## Text
Li believes this made a difference:
That helped a lot to build up our own credibility of Lime Crime's fans in China. We could leverage existing Lime Crime fans, and then have them to participate on Revolve's official social account in China.
Revolve and Lime Crime settled on a launch strategy:
- It would be a phased approach
- Accumulate followers and make it fun
- Target your followers' followers
The launch had three phases. Here's my photo of phase one, "Build Seed Audiences."
On the right hand side, you can see an early success, a post on how to distinguish authentic Lime Crime products from fraudulent obtained 559K reads on Weibo.
For phase two, "Expand Audience Base," they sponsored the blogs of 20 key Chinese social influencers, sending them gift boxes of the most popular items. A product introduction by Chinese beauty blogger Naomi including a one hour live stream to introduce Lime Crime products which has 1,000,000+ views to date.
Phase three was the official product launch. Social fans were given a secret early access to launch products, with Revolve actively working with 2nd and 3rd circle influencers to help spread the word.
My take - why this worked, and how it applies to B2B
Walls added a key point:
Something that's come up several times is being a Western brand not wanting to be anything other than a Western brand. So one of the things that we started paying more attention to in our everyday activities was featuring makeup tutorials that show people who don't necessarily look like the typical Westerner to how to get the Lime Crime look. So we started shifting some of our content production and strategy around that, to show different eye shapes and different lip shapes and still achieve what is a very well defined Lime Crime look.
Additional launch lessons that jump out:
- Sophisticated tracking of consumer touch points
- Savvy use of social influencers
- Lime Crime having a clear and refreshing brand appeal that stands out
- Choosing a partner that can deal with the trade obstacles and is trusted by cautious Chinese consumers
One of the intriguing things here is whether this use case is relevant beyond China. I'd say yes, but more for B2B than B2C. For example, in B2B circles we struggle with attribution, and properly weighting all the touch points. In response to an audience question, Li said the same:
Baidu is basically Chinese Google. Baidu attribution is last touch. In the U.S. or in the Western world we are moving on from last touch to multi-touch attribution... The question here is: if you use last touch attribution that basically means that customer made the purchase, but in reality we pay for email, we pay for search, we pay for social, and in multi-touch attribution really it tells me, which channel is more valuable than the other so I can prioritize my spending.

## Information supplied

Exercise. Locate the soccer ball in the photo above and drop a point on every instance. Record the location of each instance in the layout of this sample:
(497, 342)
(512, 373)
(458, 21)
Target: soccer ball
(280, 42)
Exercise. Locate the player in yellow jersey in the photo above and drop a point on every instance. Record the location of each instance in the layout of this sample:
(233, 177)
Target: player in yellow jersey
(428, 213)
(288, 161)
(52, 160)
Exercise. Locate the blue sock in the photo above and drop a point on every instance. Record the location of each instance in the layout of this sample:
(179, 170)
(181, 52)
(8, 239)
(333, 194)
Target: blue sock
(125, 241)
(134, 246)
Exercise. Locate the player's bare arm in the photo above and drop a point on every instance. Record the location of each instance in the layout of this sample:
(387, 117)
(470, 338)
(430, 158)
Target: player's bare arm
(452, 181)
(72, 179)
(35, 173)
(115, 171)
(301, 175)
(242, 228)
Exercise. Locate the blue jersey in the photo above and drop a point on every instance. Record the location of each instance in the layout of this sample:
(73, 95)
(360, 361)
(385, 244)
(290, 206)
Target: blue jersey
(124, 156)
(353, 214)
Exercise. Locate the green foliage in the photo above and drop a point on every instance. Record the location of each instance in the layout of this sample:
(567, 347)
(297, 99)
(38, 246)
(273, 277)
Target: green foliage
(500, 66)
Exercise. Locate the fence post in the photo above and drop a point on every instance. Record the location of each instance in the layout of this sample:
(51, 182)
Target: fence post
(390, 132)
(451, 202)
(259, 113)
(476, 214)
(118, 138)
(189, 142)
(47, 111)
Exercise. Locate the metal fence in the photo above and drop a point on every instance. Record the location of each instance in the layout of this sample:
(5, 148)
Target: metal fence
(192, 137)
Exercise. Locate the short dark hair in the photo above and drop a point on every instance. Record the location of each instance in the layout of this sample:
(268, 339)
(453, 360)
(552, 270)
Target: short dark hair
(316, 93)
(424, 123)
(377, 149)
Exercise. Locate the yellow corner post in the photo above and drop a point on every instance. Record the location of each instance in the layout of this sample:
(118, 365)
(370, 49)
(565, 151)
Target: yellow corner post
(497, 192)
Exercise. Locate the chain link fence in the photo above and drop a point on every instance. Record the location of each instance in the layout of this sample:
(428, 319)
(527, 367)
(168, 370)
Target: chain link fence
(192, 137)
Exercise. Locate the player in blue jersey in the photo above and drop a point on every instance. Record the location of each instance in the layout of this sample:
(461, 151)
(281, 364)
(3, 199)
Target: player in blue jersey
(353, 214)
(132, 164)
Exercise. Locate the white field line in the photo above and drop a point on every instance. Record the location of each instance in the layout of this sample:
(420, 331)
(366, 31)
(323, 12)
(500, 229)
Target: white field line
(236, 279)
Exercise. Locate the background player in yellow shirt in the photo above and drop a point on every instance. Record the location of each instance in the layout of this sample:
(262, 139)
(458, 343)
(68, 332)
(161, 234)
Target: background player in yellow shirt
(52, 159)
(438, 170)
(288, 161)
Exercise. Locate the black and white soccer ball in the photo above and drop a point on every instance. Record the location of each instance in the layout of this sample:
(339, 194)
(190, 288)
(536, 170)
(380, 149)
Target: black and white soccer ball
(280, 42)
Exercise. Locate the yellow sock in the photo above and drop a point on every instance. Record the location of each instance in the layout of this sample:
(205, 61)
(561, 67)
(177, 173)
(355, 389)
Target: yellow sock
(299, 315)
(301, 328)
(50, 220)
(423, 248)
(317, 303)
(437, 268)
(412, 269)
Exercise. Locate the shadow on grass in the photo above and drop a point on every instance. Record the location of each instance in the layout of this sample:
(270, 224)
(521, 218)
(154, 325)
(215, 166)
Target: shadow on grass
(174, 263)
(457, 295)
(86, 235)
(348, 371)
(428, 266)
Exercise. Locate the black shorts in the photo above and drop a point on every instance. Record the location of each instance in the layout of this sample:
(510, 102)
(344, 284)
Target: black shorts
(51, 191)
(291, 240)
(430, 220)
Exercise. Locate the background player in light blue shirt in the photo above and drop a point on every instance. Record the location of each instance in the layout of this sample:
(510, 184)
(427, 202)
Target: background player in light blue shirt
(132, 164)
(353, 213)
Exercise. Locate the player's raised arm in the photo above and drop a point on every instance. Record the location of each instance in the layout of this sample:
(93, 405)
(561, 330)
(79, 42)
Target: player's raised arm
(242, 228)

## Directions
According to the Lime Crime launch text, how many key Chinese social influencers had their blogs sponsored in the "Expand Audience Base" phase? Nothing in the material is needed here.

## Solution to this task
Twenty key Chinese social influencers.